[Collected data entries]

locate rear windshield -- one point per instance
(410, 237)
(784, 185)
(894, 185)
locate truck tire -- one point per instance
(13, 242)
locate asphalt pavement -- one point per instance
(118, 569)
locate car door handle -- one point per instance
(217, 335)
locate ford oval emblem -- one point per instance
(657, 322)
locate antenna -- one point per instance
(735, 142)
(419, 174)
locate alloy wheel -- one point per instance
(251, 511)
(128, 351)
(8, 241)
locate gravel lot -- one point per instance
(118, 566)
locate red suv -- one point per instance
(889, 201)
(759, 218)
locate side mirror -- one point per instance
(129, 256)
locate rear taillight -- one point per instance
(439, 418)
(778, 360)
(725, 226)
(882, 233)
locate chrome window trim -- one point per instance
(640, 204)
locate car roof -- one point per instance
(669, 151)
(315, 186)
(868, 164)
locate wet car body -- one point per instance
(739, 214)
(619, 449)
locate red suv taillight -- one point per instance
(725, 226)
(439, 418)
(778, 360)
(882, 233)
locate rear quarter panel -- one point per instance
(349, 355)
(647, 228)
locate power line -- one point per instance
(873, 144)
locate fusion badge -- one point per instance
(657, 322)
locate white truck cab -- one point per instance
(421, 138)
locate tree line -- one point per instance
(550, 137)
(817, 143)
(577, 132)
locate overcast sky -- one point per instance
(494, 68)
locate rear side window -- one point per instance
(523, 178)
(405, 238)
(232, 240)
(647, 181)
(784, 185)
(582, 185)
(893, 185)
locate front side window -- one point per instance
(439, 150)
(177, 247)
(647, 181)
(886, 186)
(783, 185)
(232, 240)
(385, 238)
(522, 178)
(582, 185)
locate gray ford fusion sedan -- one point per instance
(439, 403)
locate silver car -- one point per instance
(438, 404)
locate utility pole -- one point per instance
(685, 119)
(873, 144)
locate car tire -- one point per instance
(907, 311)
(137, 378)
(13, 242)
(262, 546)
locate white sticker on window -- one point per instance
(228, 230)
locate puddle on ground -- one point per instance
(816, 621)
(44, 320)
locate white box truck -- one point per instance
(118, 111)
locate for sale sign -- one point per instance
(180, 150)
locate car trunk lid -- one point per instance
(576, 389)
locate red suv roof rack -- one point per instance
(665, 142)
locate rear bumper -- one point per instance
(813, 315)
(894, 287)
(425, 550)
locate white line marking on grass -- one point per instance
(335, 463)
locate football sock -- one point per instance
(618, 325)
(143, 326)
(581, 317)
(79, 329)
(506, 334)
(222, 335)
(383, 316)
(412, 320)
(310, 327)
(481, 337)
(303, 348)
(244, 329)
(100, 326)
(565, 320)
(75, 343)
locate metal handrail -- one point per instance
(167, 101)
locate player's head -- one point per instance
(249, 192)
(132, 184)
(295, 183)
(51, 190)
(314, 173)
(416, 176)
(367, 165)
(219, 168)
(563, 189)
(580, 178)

= DESCRIPTION OF THE TASK =
Beginning with the line that contains "locate white line", return every line through the end of the data above, exactly as written.

= EXERCISE OUTPUT =
locate white line marking on grass -- one point per instance
(335, 463)
locate football sock -- one point per instance
(618, 325)
(143, 326)
(581, 317)
(79, 329)
(506, 334)
(222, 335)
(383, 316)
(412, 320)
(310, 327)
(481, 337)
(303, 348)
(244, 329)
(100, 326)
(565, 320)
(75, 343)
locate metal handrail -- one point per instance
(167, 101)
locate player's head -- one point per instance
(249, 192)
(132, 184)
(295, 183)
(51, 190)
(314, 173)
(416, 176)
(367, 165)
(219, 168)
(563, 189)
(580, 178)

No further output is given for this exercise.